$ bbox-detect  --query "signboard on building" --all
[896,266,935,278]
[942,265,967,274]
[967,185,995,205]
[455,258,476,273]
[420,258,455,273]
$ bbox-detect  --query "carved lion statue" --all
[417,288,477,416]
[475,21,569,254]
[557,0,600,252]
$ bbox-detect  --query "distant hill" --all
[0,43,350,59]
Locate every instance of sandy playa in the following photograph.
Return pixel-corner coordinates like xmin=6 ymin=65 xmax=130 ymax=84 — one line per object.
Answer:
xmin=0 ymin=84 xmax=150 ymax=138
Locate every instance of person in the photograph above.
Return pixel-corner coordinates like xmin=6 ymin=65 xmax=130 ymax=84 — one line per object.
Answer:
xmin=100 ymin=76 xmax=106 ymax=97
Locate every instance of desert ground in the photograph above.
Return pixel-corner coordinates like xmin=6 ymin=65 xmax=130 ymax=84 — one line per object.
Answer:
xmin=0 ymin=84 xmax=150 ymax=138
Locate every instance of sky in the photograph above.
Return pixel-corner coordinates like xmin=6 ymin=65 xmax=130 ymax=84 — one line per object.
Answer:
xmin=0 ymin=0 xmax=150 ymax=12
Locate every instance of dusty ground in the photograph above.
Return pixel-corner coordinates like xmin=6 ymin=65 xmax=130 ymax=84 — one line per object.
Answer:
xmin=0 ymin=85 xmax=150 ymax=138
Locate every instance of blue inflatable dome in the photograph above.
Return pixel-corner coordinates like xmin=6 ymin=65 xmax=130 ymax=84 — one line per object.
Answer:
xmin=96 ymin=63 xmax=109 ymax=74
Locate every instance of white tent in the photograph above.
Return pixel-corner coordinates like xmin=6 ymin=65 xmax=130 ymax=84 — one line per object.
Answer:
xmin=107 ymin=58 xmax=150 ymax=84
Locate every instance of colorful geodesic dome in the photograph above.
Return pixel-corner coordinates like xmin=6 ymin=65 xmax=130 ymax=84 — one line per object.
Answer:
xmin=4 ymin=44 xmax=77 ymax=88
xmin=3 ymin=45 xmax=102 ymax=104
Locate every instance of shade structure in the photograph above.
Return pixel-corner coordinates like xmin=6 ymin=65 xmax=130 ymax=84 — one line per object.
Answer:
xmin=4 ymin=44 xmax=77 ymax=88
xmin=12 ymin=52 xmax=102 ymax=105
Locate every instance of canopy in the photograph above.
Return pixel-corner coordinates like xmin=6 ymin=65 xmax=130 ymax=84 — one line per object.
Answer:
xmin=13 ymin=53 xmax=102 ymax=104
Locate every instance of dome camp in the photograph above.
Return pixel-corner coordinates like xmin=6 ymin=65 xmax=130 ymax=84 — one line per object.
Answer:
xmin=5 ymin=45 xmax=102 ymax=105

==

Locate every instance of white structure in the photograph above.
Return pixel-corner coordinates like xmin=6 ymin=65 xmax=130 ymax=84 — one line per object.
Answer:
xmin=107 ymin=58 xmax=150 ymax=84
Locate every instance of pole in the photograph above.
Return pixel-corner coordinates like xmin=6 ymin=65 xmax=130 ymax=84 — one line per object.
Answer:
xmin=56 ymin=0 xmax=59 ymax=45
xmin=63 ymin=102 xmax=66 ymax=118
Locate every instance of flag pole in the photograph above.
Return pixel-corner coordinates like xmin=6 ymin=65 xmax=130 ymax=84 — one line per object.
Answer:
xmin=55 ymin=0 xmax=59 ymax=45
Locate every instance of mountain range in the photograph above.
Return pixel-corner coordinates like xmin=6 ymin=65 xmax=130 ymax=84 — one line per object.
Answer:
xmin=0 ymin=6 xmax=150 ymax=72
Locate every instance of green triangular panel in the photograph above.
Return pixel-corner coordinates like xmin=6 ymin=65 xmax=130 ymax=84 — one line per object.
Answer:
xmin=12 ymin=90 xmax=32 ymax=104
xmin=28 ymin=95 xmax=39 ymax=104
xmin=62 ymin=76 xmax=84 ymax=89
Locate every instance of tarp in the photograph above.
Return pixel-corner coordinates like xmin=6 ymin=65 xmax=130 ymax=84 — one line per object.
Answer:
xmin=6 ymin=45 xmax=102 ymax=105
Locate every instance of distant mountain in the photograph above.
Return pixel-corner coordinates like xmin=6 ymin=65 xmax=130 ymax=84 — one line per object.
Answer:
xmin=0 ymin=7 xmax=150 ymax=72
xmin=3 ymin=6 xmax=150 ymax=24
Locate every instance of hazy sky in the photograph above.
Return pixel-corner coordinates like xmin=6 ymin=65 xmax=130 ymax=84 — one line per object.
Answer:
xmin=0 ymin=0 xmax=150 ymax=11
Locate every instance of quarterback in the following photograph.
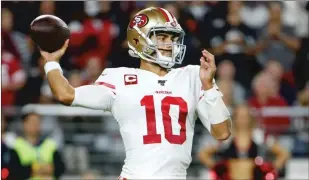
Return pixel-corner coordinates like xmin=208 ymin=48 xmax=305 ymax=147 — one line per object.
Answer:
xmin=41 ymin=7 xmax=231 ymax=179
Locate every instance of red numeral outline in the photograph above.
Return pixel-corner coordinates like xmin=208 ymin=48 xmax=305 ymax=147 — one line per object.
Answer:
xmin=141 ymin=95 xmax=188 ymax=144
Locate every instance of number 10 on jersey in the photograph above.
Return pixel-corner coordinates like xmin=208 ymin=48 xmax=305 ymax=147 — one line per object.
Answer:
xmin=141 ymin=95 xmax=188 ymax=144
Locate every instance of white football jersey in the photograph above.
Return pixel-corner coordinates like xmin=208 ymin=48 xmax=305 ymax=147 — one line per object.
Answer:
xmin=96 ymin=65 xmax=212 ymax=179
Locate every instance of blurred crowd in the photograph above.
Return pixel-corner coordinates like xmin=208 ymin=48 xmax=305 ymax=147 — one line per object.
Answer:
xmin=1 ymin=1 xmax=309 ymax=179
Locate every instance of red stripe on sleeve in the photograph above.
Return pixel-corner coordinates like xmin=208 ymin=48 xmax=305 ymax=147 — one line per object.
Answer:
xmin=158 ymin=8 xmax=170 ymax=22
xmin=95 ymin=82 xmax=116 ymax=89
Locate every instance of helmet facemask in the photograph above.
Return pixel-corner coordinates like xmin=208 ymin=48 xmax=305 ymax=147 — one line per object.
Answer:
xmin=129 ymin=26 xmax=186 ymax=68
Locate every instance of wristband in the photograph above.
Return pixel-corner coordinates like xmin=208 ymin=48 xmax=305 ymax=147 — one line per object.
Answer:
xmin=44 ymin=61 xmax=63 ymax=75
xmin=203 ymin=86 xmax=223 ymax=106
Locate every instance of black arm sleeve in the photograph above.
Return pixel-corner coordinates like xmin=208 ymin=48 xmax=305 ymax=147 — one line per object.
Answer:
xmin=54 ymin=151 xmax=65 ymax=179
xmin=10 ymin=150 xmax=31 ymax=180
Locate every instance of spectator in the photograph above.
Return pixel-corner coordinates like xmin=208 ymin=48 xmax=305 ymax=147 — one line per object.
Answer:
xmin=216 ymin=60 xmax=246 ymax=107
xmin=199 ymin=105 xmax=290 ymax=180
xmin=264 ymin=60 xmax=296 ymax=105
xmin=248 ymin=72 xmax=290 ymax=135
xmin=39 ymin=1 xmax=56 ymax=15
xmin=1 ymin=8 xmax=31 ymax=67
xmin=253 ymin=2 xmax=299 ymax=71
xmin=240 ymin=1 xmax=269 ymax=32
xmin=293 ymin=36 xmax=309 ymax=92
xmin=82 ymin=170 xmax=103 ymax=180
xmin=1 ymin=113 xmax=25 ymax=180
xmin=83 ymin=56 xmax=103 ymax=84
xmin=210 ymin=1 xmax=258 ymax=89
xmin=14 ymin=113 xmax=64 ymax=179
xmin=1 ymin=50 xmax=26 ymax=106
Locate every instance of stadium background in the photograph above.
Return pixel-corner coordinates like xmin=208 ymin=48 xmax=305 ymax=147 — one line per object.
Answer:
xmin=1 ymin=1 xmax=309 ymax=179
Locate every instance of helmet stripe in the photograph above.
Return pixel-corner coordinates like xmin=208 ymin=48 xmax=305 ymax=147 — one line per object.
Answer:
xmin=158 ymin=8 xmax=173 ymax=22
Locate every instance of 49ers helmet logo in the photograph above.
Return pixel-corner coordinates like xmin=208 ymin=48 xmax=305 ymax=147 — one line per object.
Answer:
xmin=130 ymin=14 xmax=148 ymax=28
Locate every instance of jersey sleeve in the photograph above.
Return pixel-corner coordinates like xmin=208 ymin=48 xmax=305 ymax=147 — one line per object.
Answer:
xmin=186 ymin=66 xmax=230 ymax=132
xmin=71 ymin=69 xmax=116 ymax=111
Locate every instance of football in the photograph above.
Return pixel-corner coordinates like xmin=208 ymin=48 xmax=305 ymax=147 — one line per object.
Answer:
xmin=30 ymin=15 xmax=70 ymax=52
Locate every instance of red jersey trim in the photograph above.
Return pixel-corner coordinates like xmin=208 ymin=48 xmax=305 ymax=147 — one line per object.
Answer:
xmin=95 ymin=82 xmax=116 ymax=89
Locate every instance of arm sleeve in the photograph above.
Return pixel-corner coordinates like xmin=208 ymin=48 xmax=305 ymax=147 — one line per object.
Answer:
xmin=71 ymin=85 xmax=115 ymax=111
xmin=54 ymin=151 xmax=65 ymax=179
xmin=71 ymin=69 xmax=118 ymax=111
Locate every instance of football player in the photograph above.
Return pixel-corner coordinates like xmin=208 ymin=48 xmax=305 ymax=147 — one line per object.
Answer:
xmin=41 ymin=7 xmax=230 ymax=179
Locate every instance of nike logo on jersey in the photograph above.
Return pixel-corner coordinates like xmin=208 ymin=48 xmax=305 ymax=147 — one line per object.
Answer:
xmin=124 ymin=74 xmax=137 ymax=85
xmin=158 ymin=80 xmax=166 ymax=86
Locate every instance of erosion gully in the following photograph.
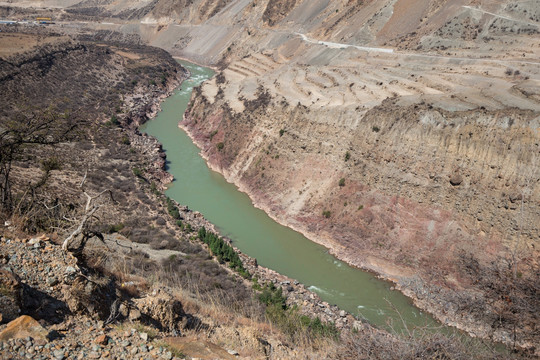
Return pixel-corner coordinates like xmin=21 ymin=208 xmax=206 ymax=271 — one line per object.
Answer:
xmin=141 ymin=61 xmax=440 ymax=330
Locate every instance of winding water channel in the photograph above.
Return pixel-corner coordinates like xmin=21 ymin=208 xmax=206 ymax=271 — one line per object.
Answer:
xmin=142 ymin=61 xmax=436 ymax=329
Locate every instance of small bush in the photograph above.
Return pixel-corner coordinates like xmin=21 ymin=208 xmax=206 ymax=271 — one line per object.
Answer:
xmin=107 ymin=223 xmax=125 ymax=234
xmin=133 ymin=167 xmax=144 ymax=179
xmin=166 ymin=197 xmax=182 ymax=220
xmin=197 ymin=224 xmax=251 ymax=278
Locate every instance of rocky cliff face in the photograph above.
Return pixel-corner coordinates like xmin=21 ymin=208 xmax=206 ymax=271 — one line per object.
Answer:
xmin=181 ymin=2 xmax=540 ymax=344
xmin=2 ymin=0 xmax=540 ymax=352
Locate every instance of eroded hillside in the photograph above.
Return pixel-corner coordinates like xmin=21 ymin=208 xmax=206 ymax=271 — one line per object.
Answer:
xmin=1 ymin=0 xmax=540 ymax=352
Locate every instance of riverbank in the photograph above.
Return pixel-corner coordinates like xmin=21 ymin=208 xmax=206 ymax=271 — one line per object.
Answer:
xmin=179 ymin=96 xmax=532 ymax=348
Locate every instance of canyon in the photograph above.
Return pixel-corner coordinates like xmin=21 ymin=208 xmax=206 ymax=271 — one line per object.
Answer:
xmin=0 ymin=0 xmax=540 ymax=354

==

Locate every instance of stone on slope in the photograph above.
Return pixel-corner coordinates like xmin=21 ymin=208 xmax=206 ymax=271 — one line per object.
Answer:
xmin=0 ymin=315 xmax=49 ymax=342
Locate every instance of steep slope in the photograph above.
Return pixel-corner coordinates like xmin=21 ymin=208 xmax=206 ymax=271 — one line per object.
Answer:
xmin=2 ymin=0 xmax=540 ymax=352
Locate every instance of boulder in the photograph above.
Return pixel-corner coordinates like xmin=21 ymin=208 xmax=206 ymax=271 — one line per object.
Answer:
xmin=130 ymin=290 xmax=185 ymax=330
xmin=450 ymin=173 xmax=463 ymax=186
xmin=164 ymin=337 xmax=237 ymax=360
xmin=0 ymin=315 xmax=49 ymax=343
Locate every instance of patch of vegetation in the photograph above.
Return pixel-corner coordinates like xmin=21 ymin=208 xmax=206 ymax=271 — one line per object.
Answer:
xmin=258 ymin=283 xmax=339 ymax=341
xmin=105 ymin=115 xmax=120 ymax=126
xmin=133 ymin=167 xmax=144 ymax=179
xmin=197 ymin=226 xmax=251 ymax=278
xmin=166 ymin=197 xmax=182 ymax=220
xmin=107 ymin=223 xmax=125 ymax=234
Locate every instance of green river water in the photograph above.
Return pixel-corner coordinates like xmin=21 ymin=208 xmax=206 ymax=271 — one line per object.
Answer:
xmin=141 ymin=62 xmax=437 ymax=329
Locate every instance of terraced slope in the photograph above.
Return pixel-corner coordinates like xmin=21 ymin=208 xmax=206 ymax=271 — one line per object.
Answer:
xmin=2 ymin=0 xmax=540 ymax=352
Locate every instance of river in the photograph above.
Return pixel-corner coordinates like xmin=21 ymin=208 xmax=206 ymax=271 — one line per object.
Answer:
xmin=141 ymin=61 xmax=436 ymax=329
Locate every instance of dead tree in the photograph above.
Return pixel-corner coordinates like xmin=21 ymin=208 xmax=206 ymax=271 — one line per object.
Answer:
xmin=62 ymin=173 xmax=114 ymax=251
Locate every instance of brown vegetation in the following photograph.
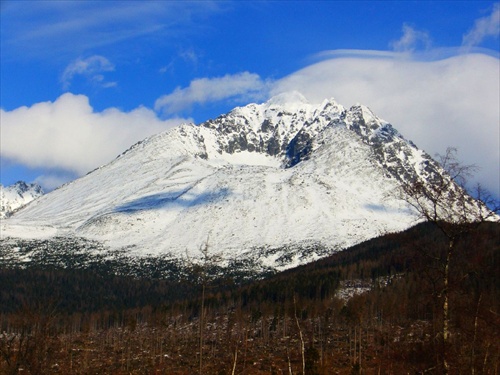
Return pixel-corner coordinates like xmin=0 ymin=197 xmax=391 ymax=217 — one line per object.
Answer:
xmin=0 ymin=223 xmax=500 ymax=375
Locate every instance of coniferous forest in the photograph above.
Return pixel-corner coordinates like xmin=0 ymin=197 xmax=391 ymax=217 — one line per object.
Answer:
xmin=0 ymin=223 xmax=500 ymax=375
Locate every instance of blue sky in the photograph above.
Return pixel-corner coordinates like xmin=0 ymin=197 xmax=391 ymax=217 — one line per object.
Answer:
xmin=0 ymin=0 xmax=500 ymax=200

*Request*. From the entries above, reproduce character for character the lines running from the line with "Locate every instance of boulder" through the line with "xmin=0 ymin=315 xmax=49 ymax=343", both lines included.

*Complete answer*.
Locate every instance of boulder in the photograph above.
Return pixel-corner coordinates like xmin=21 ymin=208 xmax=206 ymax=271 — one line per object.
Answer:
xmin=130 ymin=290 xmax=185 ymax=330
xmin=450 ymin=173 xmax=463 ymax=186
xmin=164 ymin=337 xmax=237 ymax=360
xmin=0 ymin=315 xmax=49 ymax=343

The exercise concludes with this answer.